Task item> All of the data below is to be repeated exactly, except for the pictures.

═════ Extracted data ═════

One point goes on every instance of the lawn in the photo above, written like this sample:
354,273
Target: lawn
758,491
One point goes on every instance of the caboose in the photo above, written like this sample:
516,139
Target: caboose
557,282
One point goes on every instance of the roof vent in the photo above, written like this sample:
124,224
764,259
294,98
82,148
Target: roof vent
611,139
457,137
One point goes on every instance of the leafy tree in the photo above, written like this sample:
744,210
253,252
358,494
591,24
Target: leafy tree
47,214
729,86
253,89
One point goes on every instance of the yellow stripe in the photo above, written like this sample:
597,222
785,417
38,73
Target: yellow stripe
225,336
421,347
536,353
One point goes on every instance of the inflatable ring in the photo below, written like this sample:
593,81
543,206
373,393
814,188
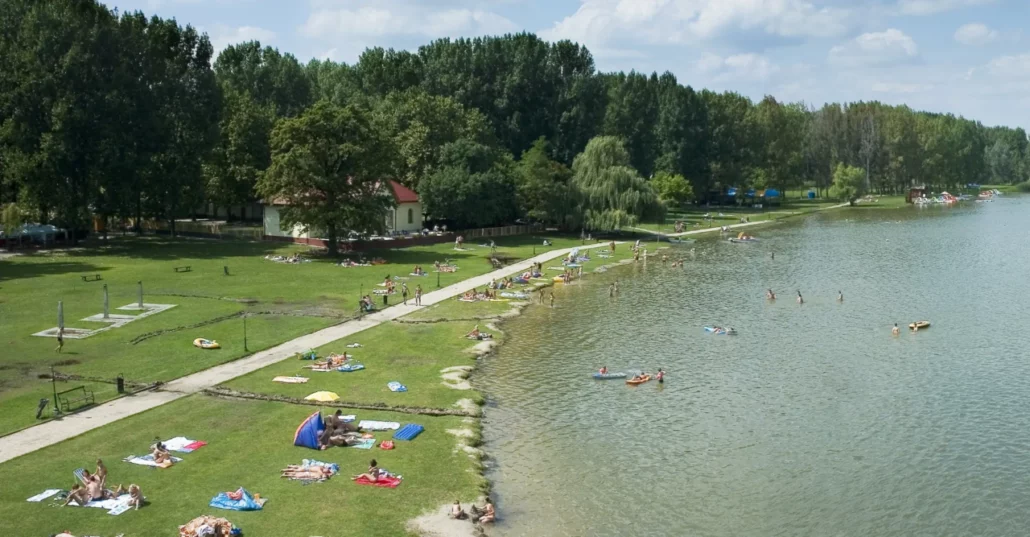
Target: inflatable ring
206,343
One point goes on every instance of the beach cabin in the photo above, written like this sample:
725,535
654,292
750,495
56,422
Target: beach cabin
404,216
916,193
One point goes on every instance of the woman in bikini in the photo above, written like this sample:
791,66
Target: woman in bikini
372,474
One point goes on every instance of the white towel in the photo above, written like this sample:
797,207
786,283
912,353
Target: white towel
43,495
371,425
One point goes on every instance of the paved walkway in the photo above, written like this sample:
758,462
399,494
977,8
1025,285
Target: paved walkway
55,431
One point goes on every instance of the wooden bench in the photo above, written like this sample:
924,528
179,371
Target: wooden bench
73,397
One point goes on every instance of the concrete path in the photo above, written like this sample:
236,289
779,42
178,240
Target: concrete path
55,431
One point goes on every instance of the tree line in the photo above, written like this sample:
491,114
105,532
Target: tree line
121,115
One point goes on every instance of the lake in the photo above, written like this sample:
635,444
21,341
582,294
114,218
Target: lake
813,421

═════

Response>
One point goes on every instance of the lawn in the photo above, written like this sample:
354,273
Target: lawn
758,491
One point goes on every instance of the caboose in the photo above, written like this sample:
516,139
Target: caboose
557,282
One point goes on every instance of the roof vent in the photo above, written like this sample:
124,224
764,259
294,98
82,148
Target: roof vent
611,139
457,137
One point goes on every instance of the leafy tree in the photo above, written like this sample:
744,210
253,252
358,494
591,24
Target: leafy tree
47,214
729,86
253,89
One point goes on every instance of the yellow stripe in the photo above, written like this sample:
597,222
785,417
38,73
Target: yellow stripe
225,336
421,347
536,353
One point goes on every instance of the inflatable ring in the photo below, written like this sample:
593,81
543,206
373,393
814,188
Target: inflatable ring
206,343
One point goes on every instance of the beach cabin in the photo above, written like this sample:
725,535
654,292
750,495
56,422
Target: beach cabin
404,216
916,193
One point goes on every instance of the woman in bikini in the photo above, written like this sample:
791,66
Target: woman in bikini
372,474
One point goes on every instance of the white towel in the photo above, written like this sample:
797,207
786,283
912,353
Target: white towel
43,495
371,425
One point goes on every instance of the paved walkway in the photo above, written like this sample:
758,462
399,494
977,8
1025,285
Target: paved walkway
55,431
One point goes on every instance of the wooden bench in the photo above, written like this sample:
924,528
179,371
Target: wooden bench
73,397
One point goes on every instance of the concrete path in the photo above, written like this sample:
236,289
779,42
178,240
Target: concrete path
55,431
One point goes on every instance of the tree line in the photo above, written like this sample:
491,114
105,532
Target: tree line
121,115
One point goes on every instance of the lake in the photo above, written like this sample:
635,444
21,341
582,294
114,218
Target: lake
813,421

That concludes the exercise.